Set exercise
What follows is a set of records; repeat all of them exactly.

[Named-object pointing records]
--- Start ---

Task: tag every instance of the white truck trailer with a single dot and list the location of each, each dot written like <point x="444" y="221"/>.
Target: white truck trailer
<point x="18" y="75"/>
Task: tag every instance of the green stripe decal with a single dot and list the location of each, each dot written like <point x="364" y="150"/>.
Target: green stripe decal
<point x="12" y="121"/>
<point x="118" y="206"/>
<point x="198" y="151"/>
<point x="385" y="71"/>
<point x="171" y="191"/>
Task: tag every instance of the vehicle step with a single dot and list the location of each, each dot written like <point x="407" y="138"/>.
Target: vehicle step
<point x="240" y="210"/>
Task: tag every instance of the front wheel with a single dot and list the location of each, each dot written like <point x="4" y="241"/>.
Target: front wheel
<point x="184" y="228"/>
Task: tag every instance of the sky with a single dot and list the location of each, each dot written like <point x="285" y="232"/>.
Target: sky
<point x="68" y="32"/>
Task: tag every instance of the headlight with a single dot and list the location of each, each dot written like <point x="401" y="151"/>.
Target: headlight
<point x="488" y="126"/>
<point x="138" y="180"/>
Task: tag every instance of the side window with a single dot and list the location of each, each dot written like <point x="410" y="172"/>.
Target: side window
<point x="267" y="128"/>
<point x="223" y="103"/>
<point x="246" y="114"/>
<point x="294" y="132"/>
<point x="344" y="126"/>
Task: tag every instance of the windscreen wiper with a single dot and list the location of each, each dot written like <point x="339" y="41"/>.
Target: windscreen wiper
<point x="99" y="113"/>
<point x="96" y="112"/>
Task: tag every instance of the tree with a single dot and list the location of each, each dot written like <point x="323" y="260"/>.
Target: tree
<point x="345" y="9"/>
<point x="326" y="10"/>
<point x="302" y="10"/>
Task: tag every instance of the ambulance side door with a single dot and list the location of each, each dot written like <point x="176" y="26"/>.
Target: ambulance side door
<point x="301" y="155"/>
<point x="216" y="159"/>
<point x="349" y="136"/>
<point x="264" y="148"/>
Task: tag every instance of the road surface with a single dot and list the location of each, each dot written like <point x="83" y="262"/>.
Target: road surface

--- End ---

Expected answer
Task: tag every instance of the white truck trailer with a single dot and list the location of each, each dot written like <point x="444" y="221"/>.
Target: white truck trailer
<point x="18" y="75"/>
Task: tag every instance of the green stripe decal with a single dot and list the location of each, each dot written like <point x="364" y="150"/>.
Target: green stripe decal
<point x="12" y="121"/>
<point x="118" y="206"/>
<point x="198" y="151"/>
<point x="385" y="71"/>
<point x="171" y="191"/>
Task: tag every instance of the vehicle step with a single dot and list the location of each, each dot written like <point x="407" y="138"/>.
Target: vehicle step
<point x="240" y="210"/>
Task: tag every instance of the front wheel with a single dot and list the location of each, each dot written like <point x="4" y="241"/>.
Target: front wheel
<point x="184" y="228"/>
Task: tag every instance of the sky with a single dot and list the location of each, each dot written like <point x="285" y="232"/>.
Target: sky
<point x="68" y="32"/>
Task: tag every instance of the headlight with a single dot and list the location of each, each dot written like <point x="401" y="151"/>.
Target: headlight
<point x="488" y="126"/>
<point x="138" y="180"/>
Task: tag every instance of the side window with a single dot and list the location of each, each dot written like <point x="410" y="172"/>.
Target: side window
<point x="267" y="128"/>
<point x="223" y="103"/>
<point x="246" y="114"/>
<point x="294" y="132"/>
<point x="344" y="126"/>
Task: tag every instance of the windscreen wiper with a single dot and list the location of each, each dot written like <point x="339" y="41"/>.
Target: windscreen wiper
<point x="99" y="113"/>
<point x="96" y="112"/>
Task: tag every instance of the tree with a single dot and list the location of each, each dot written like <point x="323" y="260"/>.
Target: tree
<point x="345" y="9"/>
<point x="326" y="10"/>
<point x="302" y="10"/>
Task: tag every instance of the ambulance side door with a single dot and list the location of each, each dot written like <point x="176" y="26"/>.
Target: ambulance side door
<point x="301" y="155"/>
<point x="216" y="159"/>
<point x="349" y="136"/>
<point x="264" y="148"/>
Task: tag every instance of the road surface with a single dot and list the location of each, each dot written like <point x="83" y="262"/>.
Target: road surface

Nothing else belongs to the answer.